YOUR INSTRUCTIONS:
The full listing is to be returned exactly as given, but without pictures.

○ ○ ○ ○ ○

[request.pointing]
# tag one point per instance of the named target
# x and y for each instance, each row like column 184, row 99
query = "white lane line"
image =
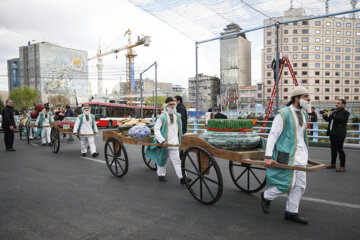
column 94, row 160
column 317, row 200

○ ○ ○ ○ ○

EXERCISE RESPONSE:
[request.pointing]
# tag one point per instance of the named target
# x and y for each instance, each row like column 184, row 99
query = "white lane line"
image =
column 94, row 160
column 317, row 200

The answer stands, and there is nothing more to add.